- **WRITTEN EXERCISE A**:
Answer these about the mailing-list message below, marking your answers (i), (ii) and (iii):
(i) What date and time does the message header give?
(ii) Which mailing list is the message posted to?
(iii) For which two versions were the updated patches prepared?

--- START OF PAGE EXCERPT ---

RE: Newly created replication slot may be invalidated by checkpoint

From: "Zhijie Hou (Fujitsu)" <houzj(dot)fnst(at)fujitsu(dot)com>
To: "Zhijie Hou (Fujitsu)" <houzj(dot)fnst(at)fujitsu(dot)com>, Amit Kapila <amit(dot)kapila16(at)gmail(dot)com>
Cc: Vitaly Davydov <v(dot)davydov(at)postgrespro(dot)ru>, "pgsql-hackers(at)lists(dot)postgresql(dot)org" <pgsql-hackers(at)lists(dot)postgresql(dot)org>, suyu(dot)cmj <mengjuan(dot)cmj(at)alibaba-inc(dot)com>, tomas <tomas(at)vondra(dot)me>, michael <michael(at)paquier(dot)xyz>, bharath(dot)rupireddyforpostgres <bharath(dot)rupireddyforpostgres(at)gmail(dot)com>, Alexander Korotkov <aekorotkov(at)gmail(dot)com>, Masahiko Sawada <sawada(dot)mshk(at)gmail(dot)com>
Subject: RE: Newly created replication slot may be invalidated by checkpoint
Date: 2025-12-11 07:28:58
Message-ID: TY4PR01MB1690755E55B220B56911507F694A1A@TY4PR01MB16907.jpnprd01.prod.outlook.com
Views: Whole Thread | Raw Message | Download mbox | Resend email
Thread:
Lists: pgsql-hackers

On Thursday, December 11, 2025 3:09 PM Zhijie Hou (Fujitsu) <houzj(dot)fnst(at)fujitsu(dot)com> wrote:
> > On Tuesday, December 9, 2025 7:33 PM Amit Kapila <amit(dot)kapila16(at)gmail(dot)com> wrote
> >
> > On Mon, Dec 8, 2025 at 3:54 PM Zhijie Hou (Fujitsu)
> > <houzj(dot)fnst(at)fujitsu(dot)com> wrote:
> > >
> > > On Monday, December 8, 2025 5:47 PM Amit Kapila
> > <amit(dot)kapila16(at)gmail(dot)com> wrote:
> > > >
> > > > On Mon, Dec 8, 2025 at 12:53 PM Masahiko Sawada
> > > > <sawada(dot)mshk(at)gmail(dot)com> wrote:
> > > > >
> > > > > On Fri, Dec 5, 2025 at 4:10 AM Amit Kapila
> > > > > <amit(dot)kapila16(at)gmail(dot)com>
> > > > wrote:
> > > > > >
> > > > > > On Thu, Dec 4, 2025 at 12:12 PM Zhijie Hou (Fujitsu)
> > > > > > <houzj(dot)fnst(at)fujitsu(dot)com> wrote:
> > > > > > >
> > > > > > > Here are the updated patches for HEAD and 18. I did not add
> > > > > > > tests since, after applying the patch and resolving the
> > > > > > > issue, the only observable behavior is that the checkpoint
> > > > > > > will wait for another backend to create a slot due to the
> > > > > > > lwlock lock, so it seems not worth to test solely lwlock wait event (I
> could not find similar tests).
> > > > > > >
> > > > > >
> > > > > > Fair enough. The patch looks mostly good to me, attached are
> > > > > > minor comment improvements atop the HEAD patch. I'll do some
> > > > > > more
> > testing
> > > > > > before push.

--- END OF PAGE EXCERPT ---

- **WRITTEN EXERCISE B**: Pull out every line of the records below that contains the string "prairie", copying each one in full. Case counts.

--- START OF DATASET RECORDS ---

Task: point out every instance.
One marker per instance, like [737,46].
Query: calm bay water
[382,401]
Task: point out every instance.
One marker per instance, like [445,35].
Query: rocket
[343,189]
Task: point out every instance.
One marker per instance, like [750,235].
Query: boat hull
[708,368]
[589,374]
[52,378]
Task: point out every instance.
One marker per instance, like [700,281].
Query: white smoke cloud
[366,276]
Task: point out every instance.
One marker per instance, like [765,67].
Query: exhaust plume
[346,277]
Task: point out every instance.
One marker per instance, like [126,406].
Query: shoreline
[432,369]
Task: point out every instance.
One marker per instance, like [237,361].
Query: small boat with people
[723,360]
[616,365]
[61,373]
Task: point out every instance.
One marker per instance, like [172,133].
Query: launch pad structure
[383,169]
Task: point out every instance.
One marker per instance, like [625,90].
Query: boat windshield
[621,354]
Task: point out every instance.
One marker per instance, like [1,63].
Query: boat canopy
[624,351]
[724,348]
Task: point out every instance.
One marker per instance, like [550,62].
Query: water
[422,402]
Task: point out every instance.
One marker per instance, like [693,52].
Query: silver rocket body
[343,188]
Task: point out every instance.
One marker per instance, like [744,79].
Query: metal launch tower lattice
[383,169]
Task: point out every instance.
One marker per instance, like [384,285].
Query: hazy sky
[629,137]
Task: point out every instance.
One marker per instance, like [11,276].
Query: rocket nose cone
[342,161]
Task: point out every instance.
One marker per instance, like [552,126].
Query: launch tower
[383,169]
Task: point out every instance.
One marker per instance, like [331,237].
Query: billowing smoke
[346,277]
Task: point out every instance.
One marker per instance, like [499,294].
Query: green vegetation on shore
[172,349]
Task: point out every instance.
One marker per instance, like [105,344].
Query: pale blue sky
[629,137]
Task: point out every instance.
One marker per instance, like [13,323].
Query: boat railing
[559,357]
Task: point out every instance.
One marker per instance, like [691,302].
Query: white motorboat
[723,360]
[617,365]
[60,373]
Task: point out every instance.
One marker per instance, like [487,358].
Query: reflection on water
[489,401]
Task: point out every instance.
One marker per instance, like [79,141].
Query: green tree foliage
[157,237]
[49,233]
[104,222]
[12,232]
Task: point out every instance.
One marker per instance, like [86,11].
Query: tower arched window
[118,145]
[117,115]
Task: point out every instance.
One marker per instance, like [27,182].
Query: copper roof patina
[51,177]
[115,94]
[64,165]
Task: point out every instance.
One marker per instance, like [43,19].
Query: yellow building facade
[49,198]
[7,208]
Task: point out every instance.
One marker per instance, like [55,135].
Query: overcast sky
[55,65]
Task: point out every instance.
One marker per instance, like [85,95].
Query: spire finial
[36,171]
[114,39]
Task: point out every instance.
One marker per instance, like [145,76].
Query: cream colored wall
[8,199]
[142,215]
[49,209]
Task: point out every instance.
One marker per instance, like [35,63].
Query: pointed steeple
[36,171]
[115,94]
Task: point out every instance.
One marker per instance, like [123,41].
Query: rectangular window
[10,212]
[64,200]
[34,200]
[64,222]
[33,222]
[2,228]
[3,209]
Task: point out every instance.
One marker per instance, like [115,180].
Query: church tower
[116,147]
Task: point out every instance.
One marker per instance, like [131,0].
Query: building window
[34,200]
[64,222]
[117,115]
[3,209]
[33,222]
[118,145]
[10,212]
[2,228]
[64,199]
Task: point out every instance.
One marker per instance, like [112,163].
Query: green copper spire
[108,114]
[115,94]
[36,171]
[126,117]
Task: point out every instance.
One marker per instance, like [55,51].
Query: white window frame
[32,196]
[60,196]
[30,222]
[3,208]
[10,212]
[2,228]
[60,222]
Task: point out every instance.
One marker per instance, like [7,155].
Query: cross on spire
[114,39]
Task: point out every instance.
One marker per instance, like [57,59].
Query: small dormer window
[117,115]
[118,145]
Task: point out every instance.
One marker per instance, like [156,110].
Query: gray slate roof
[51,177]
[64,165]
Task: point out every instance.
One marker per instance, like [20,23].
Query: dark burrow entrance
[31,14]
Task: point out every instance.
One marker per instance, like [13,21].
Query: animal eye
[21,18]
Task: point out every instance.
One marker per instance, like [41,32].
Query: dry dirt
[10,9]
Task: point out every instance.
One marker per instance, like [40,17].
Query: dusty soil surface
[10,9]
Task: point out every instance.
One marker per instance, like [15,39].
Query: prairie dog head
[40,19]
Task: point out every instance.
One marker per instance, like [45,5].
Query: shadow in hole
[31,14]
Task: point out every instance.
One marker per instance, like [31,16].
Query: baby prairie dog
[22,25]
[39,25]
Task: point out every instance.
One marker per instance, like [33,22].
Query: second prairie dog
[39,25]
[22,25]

--- END OF DATASET RECORDS ---

- **SOLUTION A**:
(i) 2025-12-11 07:28:58
(ii) pgsql-hackers
(iii) HEAD and 18

- **SOLUTION B**:
Query: prairie dog head
Query: baby prairie dog
Query: second prairie dog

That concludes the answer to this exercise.